▸ Task to complete
Write out exactly the line containing "Query: red rubber boot" along with each line that follows it in the records below, and no others.
· · ·
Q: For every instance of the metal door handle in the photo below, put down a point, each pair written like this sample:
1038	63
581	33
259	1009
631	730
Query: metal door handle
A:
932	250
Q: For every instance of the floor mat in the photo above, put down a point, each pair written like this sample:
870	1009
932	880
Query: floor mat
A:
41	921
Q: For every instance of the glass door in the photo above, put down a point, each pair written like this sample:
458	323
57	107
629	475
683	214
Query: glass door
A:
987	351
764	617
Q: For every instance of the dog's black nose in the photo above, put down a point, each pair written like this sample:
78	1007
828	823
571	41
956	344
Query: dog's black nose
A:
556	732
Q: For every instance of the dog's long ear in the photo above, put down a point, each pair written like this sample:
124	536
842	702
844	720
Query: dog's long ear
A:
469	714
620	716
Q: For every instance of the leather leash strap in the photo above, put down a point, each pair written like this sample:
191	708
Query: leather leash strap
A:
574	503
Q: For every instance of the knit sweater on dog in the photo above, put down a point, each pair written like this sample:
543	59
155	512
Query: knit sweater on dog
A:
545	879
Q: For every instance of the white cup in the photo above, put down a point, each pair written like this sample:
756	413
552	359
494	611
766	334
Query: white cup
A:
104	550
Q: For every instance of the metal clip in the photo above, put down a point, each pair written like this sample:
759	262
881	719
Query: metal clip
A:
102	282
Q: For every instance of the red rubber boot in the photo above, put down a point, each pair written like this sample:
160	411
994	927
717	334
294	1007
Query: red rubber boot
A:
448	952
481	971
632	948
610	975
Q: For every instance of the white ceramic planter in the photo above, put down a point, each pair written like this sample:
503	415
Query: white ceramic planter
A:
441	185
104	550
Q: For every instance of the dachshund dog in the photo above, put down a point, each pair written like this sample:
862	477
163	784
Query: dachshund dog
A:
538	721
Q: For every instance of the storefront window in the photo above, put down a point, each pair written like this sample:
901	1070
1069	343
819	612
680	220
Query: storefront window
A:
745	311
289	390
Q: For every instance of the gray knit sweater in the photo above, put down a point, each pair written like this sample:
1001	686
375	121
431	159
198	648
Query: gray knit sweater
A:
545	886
· · ·
▸ Answer box
Query: red rubber boot
A:
448	952
481	971
632	948
610	975
Q: For every instance of the white ceramic planter in the photo above, put down a point, each pair written like this sample:
503	415
Query: white ceramic planter
A:
441	185
104	550
Q: For every instance of the dachshund dog in the photo above, put down a point, each pair written like this sample:
862	477
163	784
Query: dachshund dog
A:
538	721
Q: For every instance of the storefront window in the photo above, put down a point, each pair written like this sample:
901	1070
1069	343
819	612
680	220
Query: storefront window
A:
745	311
289	390
Q: For every instance of the gray knit sweater in the photo above, put down a point, each pair written like this sample:
1001	686
375	121
431	159
198	648
Query: gray knit sweater
A:
545	886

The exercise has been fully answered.